[[ RECORD EXTRACTS open ]]
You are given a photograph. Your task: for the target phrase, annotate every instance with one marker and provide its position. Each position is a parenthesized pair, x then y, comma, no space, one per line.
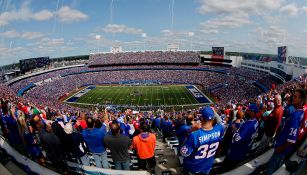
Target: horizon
(58,28)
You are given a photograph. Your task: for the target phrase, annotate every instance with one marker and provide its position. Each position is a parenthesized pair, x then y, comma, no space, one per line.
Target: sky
(56,28)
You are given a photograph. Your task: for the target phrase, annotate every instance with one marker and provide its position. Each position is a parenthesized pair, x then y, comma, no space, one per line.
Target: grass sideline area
(157,95)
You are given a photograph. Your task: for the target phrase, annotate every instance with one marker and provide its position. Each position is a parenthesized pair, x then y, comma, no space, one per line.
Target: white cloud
(290,9)
(68,15)
(64,14)
(272,36)
(234,6)
(43,15)
(230,21)
(120,28)
(10,34)
(32,35)
(22,35)
(209,31)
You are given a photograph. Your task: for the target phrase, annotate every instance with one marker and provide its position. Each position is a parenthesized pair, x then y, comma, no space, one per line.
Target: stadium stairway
(4,171)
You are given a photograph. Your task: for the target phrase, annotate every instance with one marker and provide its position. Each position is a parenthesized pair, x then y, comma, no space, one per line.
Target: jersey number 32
(207,151)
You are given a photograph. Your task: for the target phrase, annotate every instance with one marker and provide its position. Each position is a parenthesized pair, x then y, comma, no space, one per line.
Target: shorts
(150,161)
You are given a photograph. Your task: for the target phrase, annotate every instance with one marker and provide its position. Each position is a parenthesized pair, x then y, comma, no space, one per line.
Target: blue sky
(34,28)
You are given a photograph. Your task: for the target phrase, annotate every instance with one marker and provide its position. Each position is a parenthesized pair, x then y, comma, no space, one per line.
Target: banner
(282,54)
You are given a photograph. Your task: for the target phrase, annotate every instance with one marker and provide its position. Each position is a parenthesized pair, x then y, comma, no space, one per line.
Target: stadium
(165,111)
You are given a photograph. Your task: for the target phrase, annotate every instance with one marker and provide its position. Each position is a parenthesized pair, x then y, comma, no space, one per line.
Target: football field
(158,95)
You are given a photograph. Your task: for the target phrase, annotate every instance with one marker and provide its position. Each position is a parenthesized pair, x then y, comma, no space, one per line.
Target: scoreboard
(32,63)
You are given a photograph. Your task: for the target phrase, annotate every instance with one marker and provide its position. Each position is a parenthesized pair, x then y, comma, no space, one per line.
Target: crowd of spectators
(143,57)
(44,128)
(47,134)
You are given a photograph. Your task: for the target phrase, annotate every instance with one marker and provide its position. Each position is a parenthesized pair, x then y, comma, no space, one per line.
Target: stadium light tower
(98,37)
(191,34)
(144,35)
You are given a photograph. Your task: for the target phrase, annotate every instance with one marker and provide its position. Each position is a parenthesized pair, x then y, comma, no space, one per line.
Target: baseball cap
(253,108)
(207,113)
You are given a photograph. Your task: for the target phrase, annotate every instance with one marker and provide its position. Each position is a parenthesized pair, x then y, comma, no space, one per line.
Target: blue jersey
(290,130)
(199,149)
(11,125)
(182,132)
(242,140)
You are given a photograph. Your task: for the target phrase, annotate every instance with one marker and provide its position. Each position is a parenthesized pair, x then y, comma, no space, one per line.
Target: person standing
(94,138)
(144,144)
(76,144)
(200,147)
(119,145)
(242,140)
(289,133)
(271,124)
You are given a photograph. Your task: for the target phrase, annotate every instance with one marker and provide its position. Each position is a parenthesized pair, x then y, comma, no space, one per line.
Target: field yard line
(151,95)
(90,96)
(84,95)
(115,95)
(175,96)
(104,91)
(203,94)
(163,95)
(140,95)
(88,104)
(187,91)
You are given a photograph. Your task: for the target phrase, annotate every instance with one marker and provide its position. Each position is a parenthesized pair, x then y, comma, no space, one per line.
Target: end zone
(79,94)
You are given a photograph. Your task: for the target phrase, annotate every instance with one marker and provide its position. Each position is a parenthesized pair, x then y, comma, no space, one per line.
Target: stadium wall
(12,81)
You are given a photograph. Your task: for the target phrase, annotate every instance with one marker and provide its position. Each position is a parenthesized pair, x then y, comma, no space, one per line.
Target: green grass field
(160,95)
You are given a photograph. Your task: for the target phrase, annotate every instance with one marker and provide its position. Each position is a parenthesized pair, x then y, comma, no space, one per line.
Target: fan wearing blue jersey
(200,147)
(289,133)
(242,140)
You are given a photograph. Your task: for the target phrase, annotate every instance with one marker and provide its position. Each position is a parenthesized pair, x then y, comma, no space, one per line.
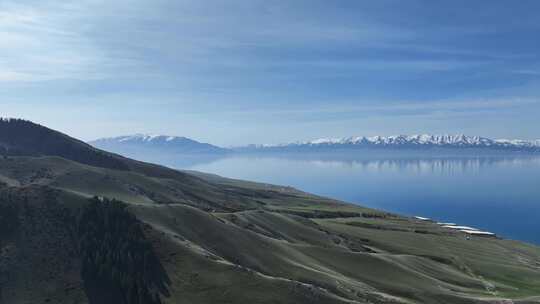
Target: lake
(498,194)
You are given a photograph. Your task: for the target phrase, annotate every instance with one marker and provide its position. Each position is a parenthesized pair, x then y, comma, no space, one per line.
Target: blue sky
(236,72)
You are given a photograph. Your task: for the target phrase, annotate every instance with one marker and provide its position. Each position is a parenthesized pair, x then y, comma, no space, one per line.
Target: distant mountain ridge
(403,141)
(163,143)
(141,143)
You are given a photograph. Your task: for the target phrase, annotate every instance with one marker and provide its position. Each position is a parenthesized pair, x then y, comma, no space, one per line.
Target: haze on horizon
(238,72)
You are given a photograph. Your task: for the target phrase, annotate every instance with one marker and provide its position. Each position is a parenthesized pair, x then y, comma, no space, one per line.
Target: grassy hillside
(191,237)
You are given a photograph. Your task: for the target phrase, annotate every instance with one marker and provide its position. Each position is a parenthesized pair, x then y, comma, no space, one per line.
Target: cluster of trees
(116,256)
(8,217)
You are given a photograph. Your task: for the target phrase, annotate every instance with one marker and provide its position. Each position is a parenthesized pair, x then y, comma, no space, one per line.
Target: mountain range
(82,225)
(182,145)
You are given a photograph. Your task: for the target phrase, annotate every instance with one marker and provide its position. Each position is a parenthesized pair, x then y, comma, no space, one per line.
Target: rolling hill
[[ RECORD EXTRACTS closed ]]
* **THE PROBLEM**
Transcribe the listing above in full and exactly; no pictures belong in the copy.

* **EXERCISE RESPONSE**
You are given a photograph. Your task: for the target phrase, annotate every instance with one marker and provide its position. Each position is a parenthesized pair, x then y, comma, no space, one per line.
Target: horizon
(58,28)
You are given a photograph. Your task: for the target phrase, annotate every instance with one marker and provide its position. Each position is a parenthesized pair, x then y, comma, no space, one per line.
Target: sky
(56,28)
You are given a photograph. Your task: for the target phrase, annotate every instance with one marker and provide its position. Each position is a parenthesized pair, x then y, comma, no space, one per line.
Target: grass sideline area
(157,95)
You are given a photograph. Your task: for the target phrase, annotate every instance with one marker and provide its position. Each position is a parenthesized pair, x then y, comma, no space, one per line.
Target: white cloud
(290,9)
(68,15)
(64,14)
(272,36)
(234,6)
(43,15)
(230,21)
(120,28)
(10,34)
(32,35)
(22,35)
(209,31)
You are given a photograph. Your task: for the target phrase, annotate every instance with one marker and provide its position. Each position is a parenthesized pair, x then y, comma, no space, one per line.
Target: stadium stairway
(4,171)
You are given a photograph. Your task: for the target phrase, annotate every instance with one marker and provide its position. Each position is a parenthesized pair, x then y, comma, no space, one per line.
Target: jersey number 32
(207,151)
You are given a photograph. Your task: for the target phrase, annotate every instance with one marker and provide its position. Each position is a parenthesized pair, x then y, comma, no space, one per line.
Target: shorts
(150,161)
You are given a photograph. Your task: for the target phrase, annotate every instance with one marker and provide its position. Each position is a parenthesized pair, x then y, comma, no space, one per line.
Target: blue sky
(34,28)
You are given a photograph. Your task: for the target phrase, annotate every instance with one marker and provide its position. Each position is a parenthesized pair, x then y, comma, no space, one per line.
Target: banner
(282,54)
You are given a photograph. Your task: for the target phrase, annotate every instance with one marker and provide its position. Each position is a parenthesized pair, x then y, comma, no space, one per line.
Target: stadium
(165,111)
You are given a photograph. Your task: for the target phrase, annotate every instance with one marker and provide its position. Each position is a parenthesized pair, x then y, comma, no space, one per line.
Target: football field
(158,95)
You are given a photograph. Your task: for the target phrase, annotate every instance with one marker and provide its position. Each position is a parenthesized pair, x then y, comma, no space, one per line.
Target: scoreboard
(32,63)
You are given a photograph. Your task: for the target phrase, annotate every instance with one marker and provide its position. Each position is a parenthesized pair, x then y, comma, no space, one per line.
Target: crowd of spectators
(143,57)
(44,128)
(47,134)
You are given a photograph. Your task: for the target phrase, annotate every instance with one marker and provide its position. Each position is a parenthesized pair, x then y, comma, no space, one per line.
Target: stadium light tower
(98,37)
(191,34)
(144,35)
You are given a photograph. Your task: for the target phrase, annotate every instance with one marker and provide its position. Each position is a parenthesized pair, x then y, comma, no space, one per line.
Target: baseball cap
(253,108)
(207,113)
You are given a photograph. Your task: for the target phrase, annotate every instance with one marker and provide its position. Each position is a parenthesized pair, x then y, comma, no space, one per line.
Target: blue jersey
(290,130)
(199,149)
(11,125)
(182,132)
(242,140)
You are given a photograph. Your task: for the target phrase, annotate every instance with one marker and provide its position. Each position is a parenthesized pair, x then y, comma, no space, one per line.
Target: person standing
(94,138)
(144,144)
(76,144)
(200,147)
(119,145)
(242,140)
(289,133)
(271,124)
You are given a photograph. Your task: for the target phrase, annotate every instance with one marker and provide its position. Each position is a parenthesized pair, x then y, comma, no space, one per line.
Target: field yard line
(151,95)
(90,96)
(84,95)
(115,95)
(175,96)
(104,91)
(203,94)
(163,95)
(140,95)
(88,104)
(187,91)
You are given a photograph. Your task: for the target phrase, annotate every instance with one marker and provide its position. Each position is a parenthesized pair, x then y, comma, no space, one per line.
Target: end zone
(79,94)
You are given a photograph. Your task: for the target phrase, annotate every instance with one marker and provide its position. Each position is a parenthesized pair, x then y, comma, no space, one per line.
Target: stadium wall
(12,81)
You are given a photograph. Your task: for the target phrase, annotate every instance with one marker and provide its position. Each position is a parenthesized pair, x then y, comma, no space, one per line.
Target: green grass field
(160,95)
You are given a photograph. Your task: for the target phrase, annotate every instance with one marker and provide its position. Each position is a parenthesized pair, x then y, comma, no space, one per line.
Target: fan wearing blue jersey
(200,147)
(289,133)
(242,140)
You are given a photograph. Your task: for the target phrase, annotate every instance with one marker and provide its position. Each position is a parenthesized pair, x then y, comma, no space, one per line.
Target: lake
(498,194)
You are given a photograph. Your task: for the target phrase, annotate every instance with one marker and provide its position. Each position is a parenthesized pair, x then y, comma, no space, one per line.
Target: blue sky
(236,72)
You are given a photograph. Your task: for the target phrase, annotate every instance with one marker and provide its position. Each position is a parenthesized pair, x then y, comma, no space, one per line.
Target: distant mountain ridge
(403,141)
(163,143)
(141,143)
You are given a photograph. Your task: for the target phrase, annotate every instance with one marker and provide its position. Each position is a parenthesized pair, x then y, comma, no space, one per line.
Target: haze on horizon
(238,72)
You are given a photograph. Your task: for the target phrase, annotate every instance with one marker and provide its position. Each position is a parenthesized pair, x then y, comma, no space, one per line.
Target: grassy hillside
(191,237)
You are given a photograph. Your task: for the target phrase, annotate every instance with one marker and provide its position. Each position is a parenthesized pair, x then y, comma, no space, one per line.
Target: cluster of trees
(116,256)
(8,217)
You are given a photograph. Your task: for the target phrase, annotate every instance with one marker and provide its position. Each position is a parenthesized pair, x then y, comma, no space, one per line.
Target: mountain range
(82,225)
(182,145)
You are given a photograph. Your task: for the target phrase, annotate every instance with one marker and provide its position. Each position is a parenthesized pair, x then y, comma, no space, one per line.
Target: rolling hill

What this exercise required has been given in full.